[Entries taken from a collection]
○ ○ ○

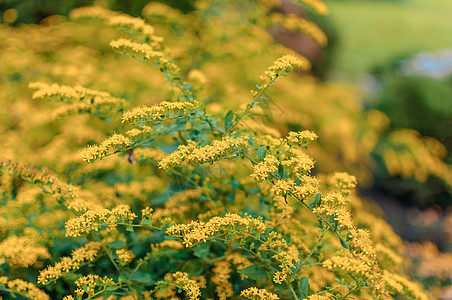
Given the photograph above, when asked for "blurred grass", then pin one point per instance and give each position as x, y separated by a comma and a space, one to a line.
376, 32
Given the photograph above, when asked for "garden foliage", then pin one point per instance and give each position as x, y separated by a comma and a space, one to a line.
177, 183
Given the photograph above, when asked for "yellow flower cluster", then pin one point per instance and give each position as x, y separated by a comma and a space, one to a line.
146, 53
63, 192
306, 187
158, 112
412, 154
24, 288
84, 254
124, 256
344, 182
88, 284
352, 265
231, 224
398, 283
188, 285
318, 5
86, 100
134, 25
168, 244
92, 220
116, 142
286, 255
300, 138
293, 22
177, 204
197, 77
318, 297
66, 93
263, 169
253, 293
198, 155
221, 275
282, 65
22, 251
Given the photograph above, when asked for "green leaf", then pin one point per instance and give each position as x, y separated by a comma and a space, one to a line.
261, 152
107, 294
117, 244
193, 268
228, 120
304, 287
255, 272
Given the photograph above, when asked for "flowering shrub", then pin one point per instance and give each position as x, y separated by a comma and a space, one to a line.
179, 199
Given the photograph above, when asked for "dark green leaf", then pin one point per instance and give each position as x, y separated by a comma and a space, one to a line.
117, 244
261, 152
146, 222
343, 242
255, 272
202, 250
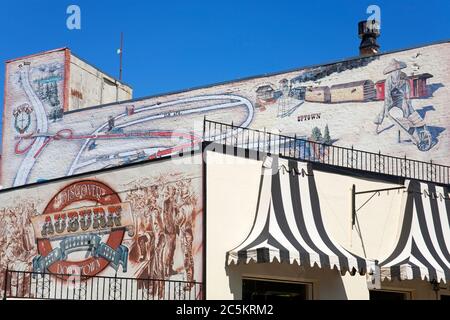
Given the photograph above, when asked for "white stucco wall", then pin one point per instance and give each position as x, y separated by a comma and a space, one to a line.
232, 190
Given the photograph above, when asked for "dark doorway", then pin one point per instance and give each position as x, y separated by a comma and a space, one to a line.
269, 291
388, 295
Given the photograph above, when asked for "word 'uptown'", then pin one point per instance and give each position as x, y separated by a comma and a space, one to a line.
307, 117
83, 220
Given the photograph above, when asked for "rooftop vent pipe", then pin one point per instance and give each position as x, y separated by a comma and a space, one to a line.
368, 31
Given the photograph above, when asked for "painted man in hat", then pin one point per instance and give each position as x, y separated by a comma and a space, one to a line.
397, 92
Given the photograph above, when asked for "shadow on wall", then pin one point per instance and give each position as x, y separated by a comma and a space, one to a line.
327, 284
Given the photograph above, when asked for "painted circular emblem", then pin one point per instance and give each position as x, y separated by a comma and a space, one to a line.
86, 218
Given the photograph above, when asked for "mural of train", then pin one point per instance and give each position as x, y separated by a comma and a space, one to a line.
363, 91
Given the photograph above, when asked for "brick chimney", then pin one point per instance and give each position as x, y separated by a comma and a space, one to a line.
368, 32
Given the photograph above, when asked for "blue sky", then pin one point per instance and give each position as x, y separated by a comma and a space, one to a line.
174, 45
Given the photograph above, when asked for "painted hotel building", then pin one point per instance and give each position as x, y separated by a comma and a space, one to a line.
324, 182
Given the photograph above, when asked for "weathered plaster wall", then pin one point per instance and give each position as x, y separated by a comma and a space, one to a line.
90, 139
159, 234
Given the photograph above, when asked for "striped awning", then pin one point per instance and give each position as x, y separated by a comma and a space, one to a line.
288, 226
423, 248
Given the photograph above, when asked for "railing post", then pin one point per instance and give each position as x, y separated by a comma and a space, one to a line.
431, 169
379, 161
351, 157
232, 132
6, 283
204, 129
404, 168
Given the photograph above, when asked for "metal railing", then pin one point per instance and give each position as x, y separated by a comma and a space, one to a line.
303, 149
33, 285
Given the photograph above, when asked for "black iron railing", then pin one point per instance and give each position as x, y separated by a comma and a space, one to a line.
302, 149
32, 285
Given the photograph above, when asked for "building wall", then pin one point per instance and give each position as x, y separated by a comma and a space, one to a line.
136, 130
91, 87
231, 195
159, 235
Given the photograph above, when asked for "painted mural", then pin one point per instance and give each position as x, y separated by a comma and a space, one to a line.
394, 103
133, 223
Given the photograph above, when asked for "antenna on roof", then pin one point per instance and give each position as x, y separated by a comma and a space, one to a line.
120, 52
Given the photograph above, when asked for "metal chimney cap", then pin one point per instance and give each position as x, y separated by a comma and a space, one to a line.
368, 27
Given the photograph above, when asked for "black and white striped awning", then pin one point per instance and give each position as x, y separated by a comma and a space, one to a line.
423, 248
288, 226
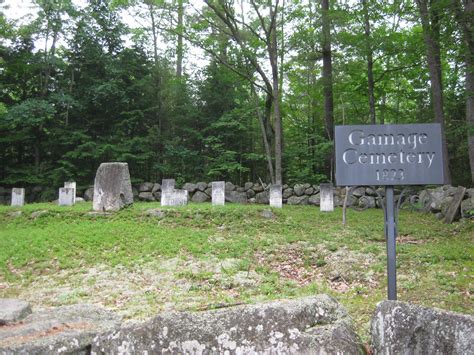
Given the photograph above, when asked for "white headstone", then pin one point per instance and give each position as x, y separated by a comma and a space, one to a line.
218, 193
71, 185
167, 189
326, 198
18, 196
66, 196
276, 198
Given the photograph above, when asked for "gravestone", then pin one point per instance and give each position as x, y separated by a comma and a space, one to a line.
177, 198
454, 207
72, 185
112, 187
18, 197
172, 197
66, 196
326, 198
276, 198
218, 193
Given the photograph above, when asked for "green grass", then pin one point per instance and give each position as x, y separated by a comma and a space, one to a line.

○ ○ ○

▶ **The task**: Leave the pictures out, and reproduce only the lines from the line holding "and white striped" through the last line of the material, both included.

▶ **Task answer**:
Given the photograph above, when asked for "black and white striped awning", then pin one point per instance and give each position as x, y separated by a comma and a space, one to a line.
423, 248
288, 226
Given the photograph above, when asked for "white headstone", then pin one point per instance and give each position as x, y separated by a comma and a space, one to a line.
218, 193
71, 185
167, 189
326, 198
18, 196
66, 196
276, 198
Given the photograph above, when asked for "gravestone", then pin one point per instance and give each position as x, y separated by a comma and a space, one to a line.
177, 198
454, 207
72, 185
112, 187
18, 197
172, 197
66, 196
326, 198
276, 198
218, 193
Given the photograph above, when asked for "green grass", then pin one point per instance and give each position as x, y separated by a comma and a space, one to a line.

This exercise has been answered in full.